### Problem set
**a)** In the passage on Ramadan news coverage, what do some Muslims in Bosnia and Herzegovina skip during the month?
**b)** Continue the passage on Ramadan news coverage from its final sentence.

==== Passage ====

Image courtesy of Mostafameraji, CC BY 4.0, via Wikimedia Commons/Patheos.

Rinse, Repeat, Ramadan

February 27, 2026

Every year for the last several years, sometime between the last gray days of winter and the first real hints of summer, a familiar genre quietly bloomed across Western media.

You’ve probably seen it, even if you didn’t recognize the rhythm.

Ramadan Coverage Is Stuck on Repeat

A headline announces the beginning of Ramadan. A subheading explains that Muslims will fast from dawn until sunset. There’s a quote from a smiling imam or a woman in hijab about self-discipline.

Sprinkle in a paragraph about charity and mix in an explanation of why there seem to be two “Eids.” Add a dash of photos, perhaps of a crowded mosque, maybe a tray of dates catching warm light at sunset. And, if the newsroom is feeling particularly adventurous, spice things up with the perennial debate over the sighting of the crescent moon.

Rinse. Repeat. And next year, why not even reprint the same story with a few calendar dates changed (as is too often the case with major outlets)?

In a media environment where the bulk of stories about Islam and Muslims are “resoundingly negative,” perhaps we should be thankful this isn’t malicious coverage. In fact, it’s usually well-intentioned. Editors want to mark an important religious holiday, and reporters want to be inclusive. Audiences seem to want a gentle cultural explainer rather than anything too dense or argumentative.

But the cumulative effect of this standardized script is that coverage of Islam during Ramadan gets weirdly flattened. It trades in familiarity, explaining the same things, in the same way, every year, as though Muslims themselves were static characters stuck in an annual ritual rather than living, breathing participants in an evolving religious tradition.

Skipping Beer During Ramadan

The most obvious repetition lies in the fixation on the physical aspects of fasting.

Year after year, readers are repeatedly told that Ramadan involves abstaining from food and drink between dawn and sunset. Sometimes there’s a note about refraining from smoking and sex. Occasionally, there’s a mention of spiritual reflection.

But the explanatory frame rarely moves beyond bodily discipline. Fasting becomes the defining fact of the month, something measurable, tangible and easily translated across cultures. It’s the religious equivalent of counting calories – a practice that can be described without needing to venture too deeply into politics, ethics, or economics.

Or, for that matter, exploring the seeming derivations from general rules.

Although Ramadan fasting is often described as a single, shared discipline observed by nearly two billion Muslims worldwide, on the ground, it tends to look more like a patchwork of locally negotiated practices.

For instance, in Bosnia and Herzegovina (or the wider Balkans), where beer is deeply embedded in social life, some Muslims approach the month less as a total moral overhaul than as a socially meaningful pause – skipping alcohol for Ramadan even if other everyday habits continue.

==== Data ====

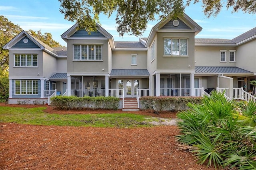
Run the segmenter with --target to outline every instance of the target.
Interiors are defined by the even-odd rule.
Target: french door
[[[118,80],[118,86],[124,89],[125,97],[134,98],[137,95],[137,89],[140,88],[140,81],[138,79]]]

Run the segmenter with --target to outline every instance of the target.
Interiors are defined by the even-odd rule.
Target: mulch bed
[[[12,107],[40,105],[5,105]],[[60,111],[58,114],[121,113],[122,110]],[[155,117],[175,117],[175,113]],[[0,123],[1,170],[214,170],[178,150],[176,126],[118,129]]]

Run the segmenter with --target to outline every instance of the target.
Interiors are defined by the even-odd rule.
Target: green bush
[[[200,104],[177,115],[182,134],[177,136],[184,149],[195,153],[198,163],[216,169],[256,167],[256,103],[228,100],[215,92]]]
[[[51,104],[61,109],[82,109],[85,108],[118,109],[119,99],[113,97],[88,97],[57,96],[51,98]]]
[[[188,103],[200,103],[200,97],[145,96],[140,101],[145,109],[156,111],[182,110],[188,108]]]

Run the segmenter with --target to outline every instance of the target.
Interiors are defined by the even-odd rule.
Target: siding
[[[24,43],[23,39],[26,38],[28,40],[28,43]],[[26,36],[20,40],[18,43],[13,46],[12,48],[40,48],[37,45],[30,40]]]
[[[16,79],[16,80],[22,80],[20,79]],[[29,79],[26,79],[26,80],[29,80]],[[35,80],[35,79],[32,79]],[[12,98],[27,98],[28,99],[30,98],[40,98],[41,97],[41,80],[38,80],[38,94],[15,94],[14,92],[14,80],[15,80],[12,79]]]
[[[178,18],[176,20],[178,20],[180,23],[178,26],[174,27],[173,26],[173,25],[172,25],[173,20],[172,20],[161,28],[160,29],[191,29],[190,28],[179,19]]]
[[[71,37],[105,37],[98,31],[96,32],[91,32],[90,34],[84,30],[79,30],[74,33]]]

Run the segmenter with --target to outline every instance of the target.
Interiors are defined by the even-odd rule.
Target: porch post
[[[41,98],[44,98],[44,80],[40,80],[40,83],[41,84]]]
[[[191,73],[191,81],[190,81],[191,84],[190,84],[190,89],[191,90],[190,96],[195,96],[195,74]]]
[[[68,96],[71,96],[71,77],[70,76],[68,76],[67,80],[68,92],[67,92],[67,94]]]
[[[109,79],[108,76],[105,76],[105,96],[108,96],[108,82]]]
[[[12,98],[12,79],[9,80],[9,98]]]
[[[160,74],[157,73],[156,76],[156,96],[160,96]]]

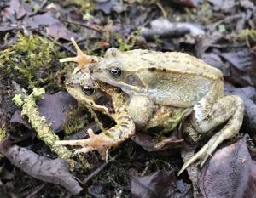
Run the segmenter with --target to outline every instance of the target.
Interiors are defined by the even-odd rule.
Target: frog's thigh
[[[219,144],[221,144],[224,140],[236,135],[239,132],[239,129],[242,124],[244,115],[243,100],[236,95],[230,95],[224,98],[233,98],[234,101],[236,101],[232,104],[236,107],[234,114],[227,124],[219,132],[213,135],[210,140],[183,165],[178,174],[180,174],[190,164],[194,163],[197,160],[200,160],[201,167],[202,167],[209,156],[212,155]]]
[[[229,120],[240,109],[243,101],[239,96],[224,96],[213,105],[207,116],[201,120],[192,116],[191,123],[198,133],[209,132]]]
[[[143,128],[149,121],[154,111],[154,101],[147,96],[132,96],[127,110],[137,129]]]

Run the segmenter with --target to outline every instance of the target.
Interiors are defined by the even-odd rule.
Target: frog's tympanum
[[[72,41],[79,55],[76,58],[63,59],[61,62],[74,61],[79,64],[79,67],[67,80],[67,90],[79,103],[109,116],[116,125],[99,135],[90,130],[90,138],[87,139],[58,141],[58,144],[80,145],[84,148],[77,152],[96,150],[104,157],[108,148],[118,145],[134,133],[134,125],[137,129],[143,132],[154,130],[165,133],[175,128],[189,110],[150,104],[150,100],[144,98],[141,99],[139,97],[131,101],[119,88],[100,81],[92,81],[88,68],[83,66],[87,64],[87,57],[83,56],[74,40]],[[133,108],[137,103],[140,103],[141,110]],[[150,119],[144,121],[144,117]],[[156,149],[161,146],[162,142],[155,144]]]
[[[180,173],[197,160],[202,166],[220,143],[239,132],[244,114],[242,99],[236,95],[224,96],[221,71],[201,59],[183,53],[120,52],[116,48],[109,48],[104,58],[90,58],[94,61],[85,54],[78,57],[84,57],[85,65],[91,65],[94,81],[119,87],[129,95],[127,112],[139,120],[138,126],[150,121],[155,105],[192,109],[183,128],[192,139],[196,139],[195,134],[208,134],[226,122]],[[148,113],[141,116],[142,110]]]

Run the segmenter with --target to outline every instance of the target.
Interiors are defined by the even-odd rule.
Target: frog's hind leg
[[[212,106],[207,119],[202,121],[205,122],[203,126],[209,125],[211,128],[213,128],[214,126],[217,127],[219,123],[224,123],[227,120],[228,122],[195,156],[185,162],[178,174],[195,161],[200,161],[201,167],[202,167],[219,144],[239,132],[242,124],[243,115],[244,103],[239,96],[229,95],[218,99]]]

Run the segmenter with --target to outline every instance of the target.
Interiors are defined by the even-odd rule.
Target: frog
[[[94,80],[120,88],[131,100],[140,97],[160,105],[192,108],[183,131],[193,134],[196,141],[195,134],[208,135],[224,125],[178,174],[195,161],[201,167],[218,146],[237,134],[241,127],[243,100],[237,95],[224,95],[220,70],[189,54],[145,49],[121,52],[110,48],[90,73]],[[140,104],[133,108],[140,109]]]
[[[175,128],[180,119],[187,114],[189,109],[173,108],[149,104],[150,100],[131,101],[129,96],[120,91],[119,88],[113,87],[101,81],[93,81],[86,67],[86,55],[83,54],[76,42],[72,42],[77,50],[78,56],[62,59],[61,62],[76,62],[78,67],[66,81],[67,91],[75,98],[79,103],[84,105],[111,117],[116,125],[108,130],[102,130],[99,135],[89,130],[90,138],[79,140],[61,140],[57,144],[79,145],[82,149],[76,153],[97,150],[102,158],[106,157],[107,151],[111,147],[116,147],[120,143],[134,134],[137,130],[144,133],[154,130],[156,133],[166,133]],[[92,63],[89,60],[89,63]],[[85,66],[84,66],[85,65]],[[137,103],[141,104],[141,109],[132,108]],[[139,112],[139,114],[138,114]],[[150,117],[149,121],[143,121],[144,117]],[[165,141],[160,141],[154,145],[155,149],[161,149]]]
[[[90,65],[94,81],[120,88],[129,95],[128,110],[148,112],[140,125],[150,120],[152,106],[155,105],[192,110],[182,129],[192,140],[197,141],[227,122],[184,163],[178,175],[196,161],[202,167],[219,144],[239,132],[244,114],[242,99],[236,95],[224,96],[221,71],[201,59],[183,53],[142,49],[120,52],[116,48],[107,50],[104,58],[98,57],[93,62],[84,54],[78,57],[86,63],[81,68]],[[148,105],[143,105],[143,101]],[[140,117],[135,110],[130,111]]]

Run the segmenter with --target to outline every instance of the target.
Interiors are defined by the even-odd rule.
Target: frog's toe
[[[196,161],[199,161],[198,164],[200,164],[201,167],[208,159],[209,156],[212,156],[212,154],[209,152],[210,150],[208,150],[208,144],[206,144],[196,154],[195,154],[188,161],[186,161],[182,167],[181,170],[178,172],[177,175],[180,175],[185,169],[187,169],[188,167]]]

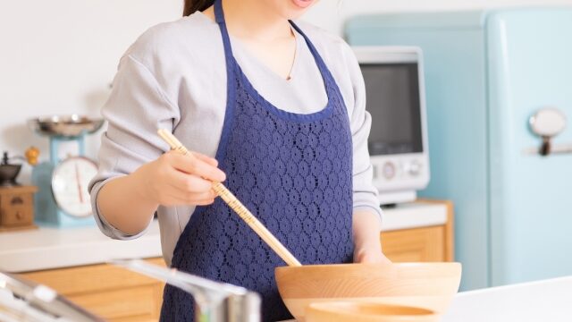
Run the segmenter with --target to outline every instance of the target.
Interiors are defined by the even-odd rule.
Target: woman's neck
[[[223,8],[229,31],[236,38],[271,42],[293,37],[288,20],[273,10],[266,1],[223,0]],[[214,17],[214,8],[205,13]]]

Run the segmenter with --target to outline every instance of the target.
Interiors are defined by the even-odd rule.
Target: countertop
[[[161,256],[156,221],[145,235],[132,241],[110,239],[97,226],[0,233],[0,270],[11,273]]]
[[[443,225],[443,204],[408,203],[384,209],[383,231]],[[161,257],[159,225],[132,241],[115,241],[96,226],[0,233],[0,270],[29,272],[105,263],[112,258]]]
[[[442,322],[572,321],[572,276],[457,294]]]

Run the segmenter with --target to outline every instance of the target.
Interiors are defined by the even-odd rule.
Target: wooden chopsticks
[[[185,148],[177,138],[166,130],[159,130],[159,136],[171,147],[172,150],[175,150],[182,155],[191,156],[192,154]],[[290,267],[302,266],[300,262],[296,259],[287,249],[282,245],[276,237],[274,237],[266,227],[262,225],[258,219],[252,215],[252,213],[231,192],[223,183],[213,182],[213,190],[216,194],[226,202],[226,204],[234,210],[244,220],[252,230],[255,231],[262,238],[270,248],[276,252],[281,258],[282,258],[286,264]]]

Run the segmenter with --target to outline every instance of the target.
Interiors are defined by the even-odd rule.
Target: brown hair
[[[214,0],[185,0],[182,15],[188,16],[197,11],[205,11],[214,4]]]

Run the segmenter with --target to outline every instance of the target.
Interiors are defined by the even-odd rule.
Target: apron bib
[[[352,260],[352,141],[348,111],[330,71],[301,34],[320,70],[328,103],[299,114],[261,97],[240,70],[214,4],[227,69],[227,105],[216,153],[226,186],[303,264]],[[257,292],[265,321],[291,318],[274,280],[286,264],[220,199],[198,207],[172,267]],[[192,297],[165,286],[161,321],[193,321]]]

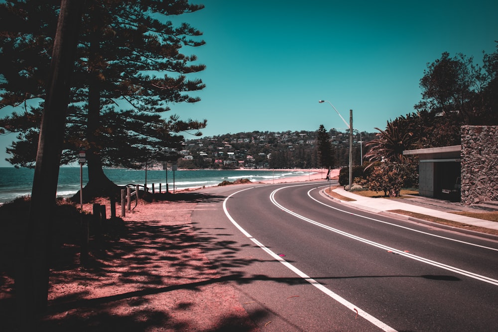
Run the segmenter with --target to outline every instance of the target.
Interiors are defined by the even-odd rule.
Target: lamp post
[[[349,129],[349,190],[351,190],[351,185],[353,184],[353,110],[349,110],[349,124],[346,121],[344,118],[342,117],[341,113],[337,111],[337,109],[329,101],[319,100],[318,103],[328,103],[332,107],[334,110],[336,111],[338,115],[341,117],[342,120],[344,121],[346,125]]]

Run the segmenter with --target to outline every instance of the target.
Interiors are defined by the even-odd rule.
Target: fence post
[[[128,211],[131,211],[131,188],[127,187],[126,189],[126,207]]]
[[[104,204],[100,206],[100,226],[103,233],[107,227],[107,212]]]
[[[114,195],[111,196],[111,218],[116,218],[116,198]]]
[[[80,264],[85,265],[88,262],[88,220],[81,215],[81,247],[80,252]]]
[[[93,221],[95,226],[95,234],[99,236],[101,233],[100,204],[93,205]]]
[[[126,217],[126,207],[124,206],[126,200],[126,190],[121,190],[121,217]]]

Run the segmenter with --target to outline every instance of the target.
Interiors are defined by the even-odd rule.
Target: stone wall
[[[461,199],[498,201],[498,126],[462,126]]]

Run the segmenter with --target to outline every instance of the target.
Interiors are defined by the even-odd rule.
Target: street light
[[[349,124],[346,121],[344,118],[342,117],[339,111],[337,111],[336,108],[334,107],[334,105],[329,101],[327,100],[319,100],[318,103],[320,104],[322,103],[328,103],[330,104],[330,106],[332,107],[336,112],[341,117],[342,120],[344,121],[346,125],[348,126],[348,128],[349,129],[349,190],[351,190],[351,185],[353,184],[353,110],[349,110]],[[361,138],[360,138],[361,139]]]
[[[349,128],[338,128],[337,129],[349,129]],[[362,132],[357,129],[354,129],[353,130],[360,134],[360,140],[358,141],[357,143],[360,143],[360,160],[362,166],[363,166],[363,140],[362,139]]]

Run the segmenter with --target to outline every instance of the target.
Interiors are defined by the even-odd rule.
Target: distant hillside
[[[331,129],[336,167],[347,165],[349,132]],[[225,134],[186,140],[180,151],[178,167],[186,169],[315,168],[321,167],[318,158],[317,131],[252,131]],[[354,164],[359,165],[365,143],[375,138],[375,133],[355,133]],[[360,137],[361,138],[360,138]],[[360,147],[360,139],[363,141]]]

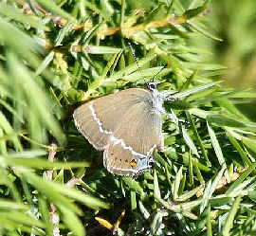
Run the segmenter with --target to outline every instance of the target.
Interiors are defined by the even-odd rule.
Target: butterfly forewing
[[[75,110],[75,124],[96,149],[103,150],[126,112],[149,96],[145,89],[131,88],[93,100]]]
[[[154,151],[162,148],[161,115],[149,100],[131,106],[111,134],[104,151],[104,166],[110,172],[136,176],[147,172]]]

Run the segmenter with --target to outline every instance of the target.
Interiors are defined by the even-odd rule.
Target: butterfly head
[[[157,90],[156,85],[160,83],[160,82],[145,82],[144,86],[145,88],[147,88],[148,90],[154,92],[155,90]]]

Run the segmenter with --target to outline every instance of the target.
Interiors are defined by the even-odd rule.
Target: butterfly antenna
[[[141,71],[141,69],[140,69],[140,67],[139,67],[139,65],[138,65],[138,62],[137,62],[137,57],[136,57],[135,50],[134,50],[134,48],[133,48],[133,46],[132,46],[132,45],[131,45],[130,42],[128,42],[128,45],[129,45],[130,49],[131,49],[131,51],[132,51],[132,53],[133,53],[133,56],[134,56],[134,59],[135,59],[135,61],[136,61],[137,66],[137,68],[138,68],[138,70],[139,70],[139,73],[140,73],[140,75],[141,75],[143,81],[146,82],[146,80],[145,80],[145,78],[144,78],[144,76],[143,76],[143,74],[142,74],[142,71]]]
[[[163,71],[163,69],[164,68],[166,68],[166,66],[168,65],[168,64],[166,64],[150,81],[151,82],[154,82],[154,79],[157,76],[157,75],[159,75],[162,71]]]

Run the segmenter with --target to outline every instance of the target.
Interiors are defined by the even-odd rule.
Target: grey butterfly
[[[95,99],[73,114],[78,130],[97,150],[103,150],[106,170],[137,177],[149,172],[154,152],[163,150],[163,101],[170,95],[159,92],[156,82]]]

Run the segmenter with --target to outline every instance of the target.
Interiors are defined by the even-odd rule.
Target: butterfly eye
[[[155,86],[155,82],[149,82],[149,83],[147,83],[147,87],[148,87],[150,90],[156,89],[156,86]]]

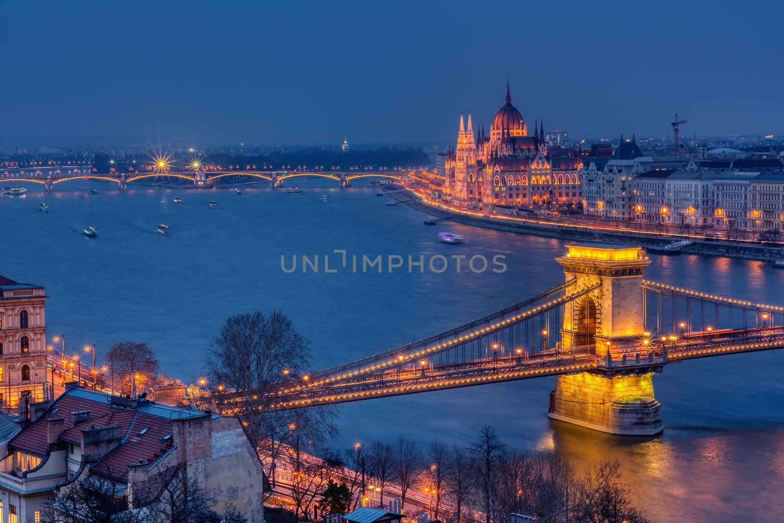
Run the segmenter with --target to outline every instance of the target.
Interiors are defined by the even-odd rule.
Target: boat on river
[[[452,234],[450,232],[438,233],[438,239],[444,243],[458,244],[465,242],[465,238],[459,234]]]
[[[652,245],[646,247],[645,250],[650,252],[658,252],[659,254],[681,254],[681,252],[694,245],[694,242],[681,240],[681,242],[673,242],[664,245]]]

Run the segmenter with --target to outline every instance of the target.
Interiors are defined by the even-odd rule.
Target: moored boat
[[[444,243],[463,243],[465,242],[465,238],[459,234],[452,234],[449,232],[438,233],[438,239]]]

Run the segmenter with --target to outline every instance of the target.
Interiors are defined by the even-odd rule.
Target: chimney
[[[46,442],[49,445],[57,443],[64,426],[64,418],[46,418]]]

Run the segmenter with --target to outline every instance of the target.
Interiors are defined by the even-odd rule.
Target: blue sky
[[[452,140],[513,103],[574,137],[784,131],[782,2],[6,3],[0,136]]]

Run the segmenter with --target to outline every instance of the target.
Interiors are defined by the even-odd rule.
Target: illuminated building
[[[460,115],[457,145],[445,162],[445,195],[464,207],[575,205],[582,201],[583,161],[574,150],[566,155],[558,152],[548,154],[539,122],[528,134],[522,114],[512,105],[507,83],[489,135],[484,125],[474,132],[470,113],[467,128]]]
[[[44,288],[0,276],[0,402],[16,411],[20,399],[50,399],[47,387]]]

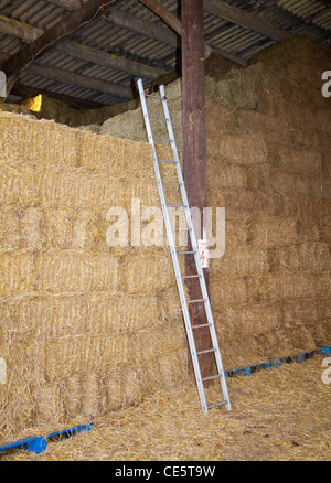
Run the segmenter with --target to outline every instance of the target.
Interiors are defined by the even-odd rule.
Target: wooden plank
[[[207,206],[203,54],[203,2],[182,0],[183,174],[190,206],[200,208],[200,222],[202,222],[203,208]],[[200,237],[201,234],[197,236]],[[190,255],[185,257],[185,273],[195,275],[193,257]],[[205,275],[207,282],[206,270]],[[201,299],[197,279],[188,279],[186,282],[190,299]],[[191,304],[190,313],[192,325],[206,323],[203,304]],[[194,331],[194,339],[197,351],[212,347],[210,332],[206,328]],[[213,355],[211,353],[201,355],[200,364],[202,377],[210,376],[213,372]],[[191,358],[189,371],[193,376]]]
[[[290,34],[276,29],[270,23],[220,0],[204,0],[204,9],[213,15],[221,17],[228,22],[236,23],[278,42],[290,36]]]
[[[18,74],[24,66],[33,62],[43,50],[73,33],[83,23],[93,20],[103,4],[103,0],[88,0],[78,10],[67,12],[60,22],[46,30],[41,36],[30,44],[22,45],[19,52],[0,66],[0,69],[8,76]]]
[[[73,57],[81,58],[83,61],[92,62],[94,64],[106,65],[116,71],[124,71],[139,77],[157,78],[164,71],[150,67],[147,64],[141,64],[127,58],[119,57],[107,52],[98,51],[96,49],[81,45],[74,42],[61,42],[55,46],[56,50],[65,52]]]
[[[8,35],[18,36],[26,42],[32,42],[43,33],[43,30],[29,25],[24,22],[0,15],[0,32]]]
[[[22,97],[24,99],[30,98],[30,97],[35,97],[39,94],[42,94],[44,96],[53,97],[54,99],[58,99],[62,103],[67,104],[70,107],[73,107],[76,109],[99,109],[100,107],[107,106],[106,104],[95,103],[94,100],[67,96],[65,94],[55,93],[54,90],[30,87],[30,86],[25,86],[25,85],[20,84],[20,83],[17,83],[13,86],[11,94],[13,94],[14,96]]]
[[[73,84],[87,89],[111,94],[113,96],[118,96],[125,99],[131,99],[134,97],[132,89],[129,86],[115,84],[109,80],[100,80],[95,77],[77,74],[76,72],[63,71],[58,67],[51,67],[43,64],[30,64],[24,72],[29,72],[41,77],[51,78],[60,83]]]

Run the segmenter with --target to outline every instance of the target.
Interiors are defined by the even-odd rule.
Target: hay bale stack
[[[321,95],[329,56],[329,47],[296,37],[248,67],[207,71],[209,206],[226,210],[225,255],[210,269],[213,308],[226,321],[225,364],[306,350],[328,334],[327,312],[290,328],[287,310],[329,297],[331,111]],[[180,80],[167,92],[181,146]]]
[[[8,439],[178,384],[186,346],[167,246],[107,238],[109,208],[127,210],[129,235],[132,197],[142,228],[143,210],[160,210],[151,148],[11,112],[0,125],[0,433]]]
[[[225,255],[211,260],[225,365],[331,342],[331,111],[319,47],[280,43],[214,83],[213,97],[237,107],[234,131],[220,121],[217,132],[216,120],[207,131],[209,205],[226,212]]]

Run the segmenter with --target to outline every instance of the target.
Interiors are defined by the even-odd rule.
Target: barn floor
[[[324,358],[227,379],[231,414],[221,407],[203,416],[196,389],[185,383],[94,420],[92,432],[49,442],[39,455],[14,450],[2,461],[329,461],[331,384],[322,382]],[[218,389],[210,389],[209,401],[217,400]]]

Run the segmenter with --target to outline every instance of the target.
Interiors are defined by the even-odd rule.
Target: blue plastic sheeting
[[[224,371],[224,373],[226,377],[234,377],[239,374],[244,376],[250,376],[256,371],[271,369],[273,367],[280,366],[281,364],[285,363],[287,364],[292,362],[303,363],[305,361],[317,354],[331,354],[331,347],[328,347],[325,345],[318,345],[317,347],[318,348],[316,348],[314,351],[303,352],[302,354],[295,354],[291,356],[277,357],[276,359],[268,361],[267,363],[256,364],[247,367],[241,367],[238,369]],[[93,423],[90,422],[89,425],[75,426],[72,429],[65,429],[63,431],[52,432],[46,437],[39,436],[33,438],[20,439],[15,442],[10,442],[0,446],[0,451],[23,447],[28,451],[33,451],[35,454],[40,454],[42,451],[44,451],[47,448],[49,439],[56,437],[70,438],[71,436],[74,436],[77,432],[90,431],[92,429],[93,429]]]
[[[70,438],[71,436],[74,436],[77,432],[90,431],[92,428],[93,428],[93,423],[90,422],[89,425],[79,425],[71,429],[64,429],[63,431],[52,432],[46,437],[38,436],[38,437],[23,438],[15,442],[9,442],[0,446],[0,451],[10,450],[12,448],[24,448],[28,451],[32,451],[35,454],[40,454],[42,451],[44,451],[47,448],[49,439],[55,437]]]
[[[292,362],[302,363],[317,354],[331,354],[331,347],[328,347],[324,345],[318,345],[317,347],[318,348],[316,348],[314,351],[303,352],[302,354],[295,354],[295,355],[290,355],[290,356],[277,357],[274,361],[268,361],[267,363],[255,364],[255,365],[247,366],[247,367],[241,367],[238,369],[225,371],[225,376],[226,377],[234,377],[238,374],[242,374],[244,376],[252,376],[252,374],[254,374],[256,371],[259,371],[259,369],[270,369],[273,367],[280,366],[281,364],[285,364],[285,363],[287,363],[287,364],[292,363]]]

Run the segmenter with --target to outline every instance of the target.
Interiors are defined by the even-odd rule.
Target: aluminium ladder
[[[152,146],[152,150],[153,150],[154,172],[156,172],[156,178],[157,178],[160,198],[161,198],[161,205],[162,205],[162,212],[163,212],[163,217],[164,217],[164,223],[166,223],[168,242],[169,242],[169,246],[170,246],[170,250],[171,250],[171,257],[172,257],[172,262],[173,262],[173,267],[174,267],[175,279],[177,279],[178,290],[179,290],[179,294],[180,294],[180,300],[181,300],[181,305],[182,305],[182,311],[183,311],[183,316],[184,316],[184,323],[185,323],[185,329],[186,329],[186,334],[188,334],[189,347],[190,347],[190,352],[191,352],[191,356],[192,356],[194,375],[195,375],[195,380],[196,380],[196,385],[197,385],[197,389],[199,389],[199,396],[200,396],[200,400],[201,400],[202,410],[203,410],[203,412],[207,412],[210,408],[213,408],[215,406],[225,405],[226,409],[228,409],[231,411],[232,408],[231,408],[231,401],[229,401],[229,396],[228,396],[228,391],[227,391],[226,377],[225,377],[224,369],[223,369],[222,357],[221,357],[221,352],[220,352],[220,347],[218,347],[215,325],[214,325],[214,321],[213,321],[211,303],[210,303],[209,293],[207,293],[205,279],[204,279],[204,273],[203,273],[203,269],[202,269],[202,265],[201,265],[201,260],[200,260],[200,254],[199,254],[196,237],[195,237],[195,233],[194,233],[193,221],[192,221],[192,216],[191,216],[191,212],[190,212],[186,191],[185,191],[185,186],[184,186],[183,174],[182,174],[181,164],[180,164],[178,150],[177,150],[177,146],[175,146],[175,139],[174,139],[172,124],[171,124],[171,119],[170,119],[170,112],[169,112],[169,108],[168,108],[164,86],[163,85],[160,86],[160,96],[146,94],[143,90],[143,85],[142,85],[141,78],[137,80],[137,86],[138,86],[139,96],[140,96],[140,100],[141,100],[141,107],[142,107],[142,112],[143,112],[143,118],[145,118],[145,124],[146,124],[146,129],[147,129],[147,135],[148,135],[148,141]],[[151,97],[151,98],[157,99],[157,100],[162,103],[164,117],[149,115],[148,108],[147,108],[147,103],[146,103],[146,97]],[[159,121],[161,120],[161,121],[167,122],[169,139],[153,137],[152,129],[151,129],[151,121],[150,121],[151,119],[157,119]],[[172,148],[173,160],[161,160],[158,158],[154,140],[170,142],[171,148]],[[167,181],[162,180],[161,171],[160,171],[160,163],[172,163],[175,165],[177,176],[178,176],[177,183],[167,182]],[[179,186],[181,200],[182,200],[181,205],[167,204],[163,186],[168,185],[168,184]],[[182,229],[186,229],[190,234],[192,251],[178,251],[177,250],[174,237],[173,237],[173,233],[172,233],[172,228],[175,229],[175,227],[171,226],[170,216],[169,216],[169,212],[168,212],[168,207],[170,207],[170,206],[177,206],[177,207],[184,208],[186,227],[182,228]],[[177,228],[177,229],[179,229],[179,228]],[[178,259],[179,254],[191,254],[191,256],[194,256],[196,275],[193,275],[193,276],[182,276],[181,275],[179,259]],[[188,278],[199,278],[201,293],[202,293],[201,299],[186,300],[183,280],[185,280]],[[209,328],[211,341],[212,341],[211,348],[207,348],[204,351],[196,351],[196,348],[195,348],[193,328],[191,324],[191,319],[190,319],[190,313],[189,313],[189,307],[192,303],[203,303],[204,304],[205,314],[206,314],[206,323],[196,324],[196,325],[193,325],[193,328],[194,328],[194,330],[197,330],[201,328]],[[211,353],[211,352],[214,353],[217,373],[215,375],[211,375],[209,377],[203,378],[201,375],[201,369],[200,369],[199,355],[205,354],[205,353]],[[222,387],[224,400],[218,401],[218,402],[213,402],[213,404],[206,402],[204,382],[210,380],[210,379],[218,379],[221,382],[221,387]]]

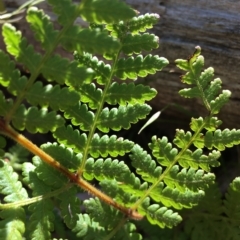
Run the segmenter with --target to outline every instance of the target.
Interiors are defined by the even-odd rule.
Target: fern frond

====

### Expected answers
**a)** They skip alcohol, including beer, during Ramadan, even if other everyday habits continue.

**b)**
Elsewhere, believers quietly adjust their fasting around shift work, exams, political scrutiny, or secular public norms, finding ways to honor the spirit of the month without stepping outside the demands of their social worlds.

Ramadan in Jakarta is not Ramadan in Johannesburg. Observance among jet-set professionals in Dubai differs from that of recent immigrants in Paris, which differs again from the practices of Sufi communities in Tunis or Salafi congregations in Leicester. There are generational differences, gendered debates, class-based distinctions, political disagreements and theological rivalries as well — all shaping how the month is interpreted and lived.

As anthropologist Samuli Schielke observes, the month often becomes less about perfect consistency than about navigating the tension between aspiration and reality; between the desire to be good and the complicated conditions in which that desire has to be lived out.

Date Plates and Deep Debates

And then there are the visuals. Newsrooms love a recurring image bank, and Ramadan delivers in spades…or, perhaps, dates.

You can practically storyboard the coverage in advance with tightly packed rows of worshippers bowing in unison, lantern-lit streets, lavish iftar spreads glistening with syrup and steaming tea, and children peering skyward in hopes of spotting the crescent moon.

These images do real cultural work. They make Ramadan legible to non-Muslim audiences by translating it into familiar visual cues of festivity and devotion.

But they also become visual shorthand that substitutes deeper exploration. The crowded mosque flattens the diversity of Muslim religious practice. The delicious meal stands in for the complexity of ritual observance.

Ramadan is presented as a time of community, generosity and shared humanity. Stories highlight charity drives, interfaith Iftar dinners, food banks and neighborhood gatherings.

None of this is wrong, per se. Charity is a central pillar of the celebration. Communal meals matter deeply. But the tone of uplift can obscure the more nuanced, or even uncomfortable, dimensions of Ramadan as lived experience.

For some Muslims, the month is spiritually exhilarating. For others, it is socially isolating. Some approach fasting as an act of joyful devotion, others struggle with health concerns, work schedules or family obligations.

Some communities debate intensely over how the month should be observed. Others contest the authority of those who claim to define it for them. And in a time of intensified immigration regimes and re-entrenched identitarian nationalisms, some community members have been adamant about keeping quiet about events or gatherings, rather than drawing any unwanted attention.

These tensions rarely make it into the annual explainer.

The Stories Left to Tell

A recent conversation with a colleague who works in radio encapsulates this dynamic.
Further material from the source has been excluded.